═══ DATA SECTION

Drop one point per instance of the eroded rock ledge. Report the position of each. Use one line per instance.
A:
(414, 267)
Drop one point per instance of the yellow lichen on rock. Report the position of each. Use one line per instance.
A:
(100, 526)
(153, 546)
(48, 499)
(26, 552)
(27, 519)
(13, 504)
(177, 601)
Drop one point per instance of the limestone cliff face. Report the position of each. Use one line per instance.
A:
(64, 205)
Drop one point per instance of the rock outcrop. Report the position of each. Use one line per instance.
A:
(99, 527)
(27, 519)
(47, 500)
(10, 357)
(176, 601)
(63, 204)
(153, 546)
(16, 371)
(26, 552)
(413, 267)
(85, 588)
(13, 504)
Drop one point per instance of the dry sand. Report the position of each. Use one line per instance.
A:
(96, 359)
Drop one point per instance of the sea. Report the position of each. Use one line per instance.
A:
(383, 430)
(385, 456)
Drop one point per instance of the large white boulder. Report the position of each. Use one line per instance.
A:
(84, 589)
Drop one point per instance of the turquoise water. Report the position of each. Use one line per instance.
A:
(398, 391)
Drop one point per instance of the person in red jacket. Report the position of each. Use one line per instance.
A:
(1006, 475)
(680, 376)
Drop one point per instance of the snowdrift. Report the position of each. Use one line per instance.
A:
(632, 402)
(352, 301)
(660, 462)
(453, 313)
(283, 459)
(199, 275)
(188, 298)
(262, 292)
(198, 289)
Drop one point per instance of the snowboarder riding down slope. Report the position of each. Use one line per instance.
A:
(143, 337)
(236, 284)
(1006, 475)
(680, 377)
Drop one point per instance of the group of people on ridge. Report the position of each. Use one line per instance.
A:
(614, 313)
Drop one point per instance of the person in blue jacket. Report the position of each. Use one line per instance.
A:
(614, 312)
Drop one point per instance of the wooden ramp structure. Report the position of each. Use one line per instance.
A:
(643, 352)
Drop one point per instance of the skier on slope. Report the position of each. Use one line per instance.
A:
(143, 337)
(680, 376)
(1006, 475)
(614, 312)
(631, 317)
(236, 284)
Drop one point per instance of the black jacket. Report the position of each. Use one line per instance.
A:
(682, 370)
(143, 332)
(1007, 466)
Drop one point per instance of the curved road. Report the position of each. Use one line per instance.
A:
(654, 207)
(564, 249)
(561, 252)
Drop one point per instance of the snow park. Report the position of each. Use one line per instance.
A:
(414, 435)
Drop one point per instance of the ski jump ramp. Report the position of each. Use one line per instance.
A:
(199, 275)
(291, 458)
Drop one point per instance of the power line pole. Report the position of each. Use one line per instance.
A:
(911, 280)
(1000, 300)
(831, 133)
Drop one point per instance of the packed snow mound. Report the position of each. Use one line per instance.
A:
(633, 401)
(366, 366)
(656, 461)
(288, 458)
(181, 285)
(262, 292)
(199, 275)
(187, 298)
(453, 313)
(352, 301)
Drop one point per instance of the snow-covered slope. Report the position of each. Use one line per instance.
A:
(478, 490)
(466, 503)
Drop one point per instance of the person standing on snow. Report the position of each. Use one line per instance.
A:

══════

ACTIVITY. Each entry above is to be set down again in exactly the same words.

SOLVED PROBLEM.
Drop one point per instance of the eroded rock ledge. Report the position of each. Use one line per instance.
A:
(414, 267)
Drop one point per instance of the yellow lichen on rock. Report the position of each. Use one line per instance.
A:
(100, 526)
(153, 546)
(48, 499)
(26, 552)
(27, 519)
(13, 504)
(177, 601)
Drop one point per instance of the limestone cliff face. Report the position of each. Use one line per instance.
A:
(64, 205)
Drop one point per instance of the rock outcrop. Report the position of each. Use one line per instance.
A:
(99, 527)
(27, 519)
(47, 500)
(10, 357)
(176, 601)
(63, 204)
(153, 546)
(16, 371)
(26, 552)
(413, 267)
(85, 588)
(13, 504)
Drop one point per instance of the dry sand. Report the position of each. Use one line per instance.
A:
(96, 359)
Drop one point per instance of the sea. Report the position of each. Use one line per instance.
A:
(383, 430)
(385, 456)
Drop one point per instance of the large white boulder. Report the position of each. Use one line per instance.
A:
(84, 589)
Drop one point per instance of the turquoise water. Report the position of each. Use one line per instance.
A:
(398, 391)
Drop one point per instance of the person in red jacket. Report the position of each. Use one line per instance.
A:
(1006, 475)
(680, 376)
Drop one point per instance of the snowdrift. Report the position of each. Use one line per instance.
A:
(632, 402)
(352, 301)
(660, 462)
(453, 313)
(283, 459)
(199, 275)
(188, 298)
(262, 292)
(198, 289)
Drop one point per instance of the snowboarder riding down slope. Report the position of each. Use one line per instance.
A:
(143, 337)
(236, 284)
(1006, 475)
(680, 377)
Drop one point per instance of the group of people on ridge. Report the position of each. Use one line per instance.
A:
(614, 313)
Drop one point per instance of the person in blue jacket. Report the position of each. Use one line per instance.
A:
(614, 312)
Drop one point per instance of the wooden ramp structure. Report the position of each. Use one line per instance.
A:
(643, 352)
Drop one point per instance of the skier on slope. Report the position of each. Use one line per instance.
A:
(143, 337)
(680, 376)
(1006, 475)
(614, 312)
(631, 317)
(236, 284)
Drop one point per instance of the black jacket. Report the position of each. Use one line per instance.
A:
(682, 370)
(143, 332)
(1007, 466)
Drop one point per instance of the curved road. Report the position of each. Use one line per instance.
A:
(654, 207)
(564, 249)
(561, 252)
Drop one point per instance of the snow park. Report the position of each. Use one line per instance.
A:
(414, 435)
Drop one point per instance of the ski jump ramp. Report the position of each. Use one line per instance.
A:
(199, 275)
(291, 458)
Drop one point per instance of the power line pole. Report the position of each. Use one line per instance.
A:
(911, 280)
(1000, 300)
(831, 133)
Drop one point per instance of the packed snow mound. Report the position of each. Use one line per instance.
A:
(633, 401)
(366, 366)
(656, 461)
(288, 458)
(181, 285)
(262, 292)
(199, 275)
(187, 298)
(453, 313)
(352, 301)
Drop one point per instance of the snow-covered slope. Report the position of each. Use one line per instance.
A:
(478, 490)
(466, 503)
Drop one point per instance of the person standing on snow. Report the position of each. Use one line per instance.
A:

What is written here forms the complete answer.